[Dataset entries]
......

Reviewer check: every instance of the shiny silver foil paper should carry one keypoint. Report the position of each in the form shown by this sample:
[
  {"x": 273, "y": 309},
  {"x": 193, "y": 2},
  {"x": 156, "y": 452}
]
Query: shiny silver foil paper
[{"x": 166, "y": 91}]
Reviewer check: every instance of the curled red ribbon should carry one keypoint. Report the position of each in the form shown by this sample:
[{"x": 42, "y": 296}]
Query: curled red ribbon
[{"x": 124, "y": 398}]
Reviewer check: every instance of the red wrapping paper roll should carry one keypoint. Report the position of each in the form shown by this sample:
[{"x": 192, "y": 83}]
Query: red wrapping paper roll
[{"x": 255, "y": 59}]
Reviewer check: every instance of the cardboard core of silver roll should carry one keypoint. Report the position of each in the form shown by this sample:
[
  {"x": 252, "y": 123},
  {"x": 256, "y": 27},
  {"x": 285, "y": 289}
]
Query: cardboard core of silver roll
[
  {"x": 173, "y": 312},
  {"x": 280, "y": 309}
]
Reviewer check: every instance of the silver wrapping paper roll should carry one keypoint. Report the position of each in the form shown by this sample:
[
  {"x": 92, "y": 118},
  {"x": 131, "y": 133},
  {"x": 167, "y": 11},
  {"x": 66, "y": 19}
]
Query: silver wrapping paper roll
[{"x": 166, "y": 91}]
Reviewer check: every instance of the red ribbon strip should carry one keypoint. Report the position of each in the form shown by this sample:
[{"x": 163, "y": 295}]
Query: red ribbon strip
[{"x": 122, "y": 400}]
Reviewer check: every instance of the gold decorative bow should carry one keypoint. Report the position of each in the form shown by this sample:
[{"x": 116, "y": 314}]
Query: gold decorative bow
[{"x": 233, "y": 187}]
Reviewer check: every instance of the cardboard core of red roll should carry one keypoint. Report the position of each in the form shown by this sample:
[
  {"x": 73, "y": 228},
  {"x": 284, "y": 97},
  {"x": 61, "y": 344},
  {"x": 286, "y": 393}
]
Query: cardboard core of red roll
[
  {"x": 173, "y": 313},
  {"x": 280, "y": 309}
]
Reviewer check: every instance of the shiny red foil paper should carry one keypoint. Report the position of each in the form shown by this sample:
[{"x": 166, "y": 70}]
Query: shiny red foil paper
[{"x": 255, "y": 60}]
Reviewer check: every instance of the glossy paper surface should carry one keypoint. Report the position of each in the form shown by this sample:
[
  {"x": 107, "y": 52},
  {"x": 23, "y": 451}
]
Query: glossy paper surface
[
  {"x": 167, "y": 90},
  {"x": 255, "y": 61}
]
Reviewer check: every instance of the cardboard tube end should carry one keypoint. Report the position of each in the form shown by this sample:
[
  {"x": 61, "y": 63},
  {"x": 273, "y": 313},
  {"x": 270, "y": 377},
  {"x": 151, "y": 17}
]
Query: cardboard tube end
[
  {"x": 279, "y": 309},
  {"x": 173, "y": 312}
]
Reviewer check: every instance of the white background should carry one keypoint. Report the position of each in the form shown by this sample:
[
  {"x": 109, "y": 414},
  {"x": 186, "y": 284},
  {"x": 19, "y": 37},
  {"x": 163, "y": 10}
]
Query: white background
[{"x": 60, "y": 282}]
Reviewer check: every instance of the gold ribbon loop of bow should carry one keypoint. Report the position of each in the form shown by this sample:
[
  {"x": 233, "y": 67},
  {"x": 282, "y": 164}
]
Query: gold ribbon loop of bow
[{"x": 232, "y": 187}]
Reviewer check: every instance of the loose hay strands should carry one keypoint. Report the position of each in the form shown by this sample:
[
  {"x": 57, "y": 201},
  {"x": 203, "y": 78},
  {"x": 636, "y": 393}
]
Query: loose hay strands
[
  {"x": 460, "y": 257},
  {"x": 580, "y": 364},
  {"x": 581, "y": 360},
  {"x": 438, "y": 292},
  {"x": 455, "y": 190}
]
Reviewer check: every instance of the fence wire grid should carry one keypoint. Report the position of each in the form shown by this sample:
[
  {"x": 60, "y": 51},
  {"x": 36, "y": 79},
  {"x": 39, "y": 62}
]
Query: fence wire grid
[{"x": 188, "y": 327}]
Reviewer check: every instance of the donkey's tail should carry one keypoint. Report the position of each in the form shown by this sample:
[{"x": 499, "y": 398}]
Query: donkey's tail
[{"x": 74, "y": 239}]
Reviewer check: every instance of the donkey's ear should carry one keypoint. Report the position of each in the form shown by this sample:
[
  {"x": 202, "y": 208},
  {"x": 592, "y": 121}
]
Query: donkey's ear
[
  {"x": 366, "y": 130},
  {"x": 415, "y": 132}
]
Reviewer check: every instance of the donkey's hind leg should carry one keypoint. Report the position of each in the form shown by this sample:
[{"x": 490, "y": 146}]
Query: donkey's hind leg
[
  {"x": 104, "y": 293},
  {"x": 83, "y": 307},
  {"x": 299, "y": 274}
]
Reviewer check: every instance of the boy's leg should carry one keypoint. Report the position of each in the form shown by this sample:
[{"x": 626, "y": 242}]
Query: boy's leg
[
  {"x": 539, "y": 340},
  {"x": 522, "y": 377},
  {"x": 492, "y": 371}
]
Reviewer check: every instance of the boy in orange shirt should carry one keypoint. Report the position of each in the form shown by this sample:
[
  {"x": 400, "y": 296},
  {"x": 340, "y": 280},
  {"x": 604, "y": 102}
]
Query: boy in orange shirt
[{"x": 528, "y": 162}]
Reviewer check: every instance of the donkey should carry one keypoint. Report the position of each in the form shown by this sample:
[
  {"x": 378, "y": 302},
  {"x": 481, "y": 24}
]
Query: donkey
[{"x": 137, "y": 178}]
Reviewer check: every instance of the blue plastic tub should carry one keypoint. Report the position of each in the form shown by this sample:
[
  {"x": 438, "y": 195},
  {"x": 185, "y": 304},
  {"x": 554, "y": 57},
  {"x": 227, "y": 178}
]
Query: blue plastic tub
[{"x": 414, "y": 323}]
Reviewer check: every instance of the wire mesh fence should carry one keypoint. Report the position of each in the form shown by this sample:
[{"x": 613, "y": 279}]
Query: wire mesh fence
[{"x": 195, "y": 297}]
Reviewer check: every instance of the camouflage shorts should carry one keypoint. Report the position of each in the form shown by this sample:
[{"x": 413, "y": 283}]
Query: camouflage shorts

......

## TASK DIRECTIONS:
Every line containing the string "shorts" is required; copy each such line from the data.

## RESPONSE:
Reviewer check: every instance of the camouflage shorts should carry one keypoint. Report the position of each in the form shown by this sample:
Query: camouflage shorts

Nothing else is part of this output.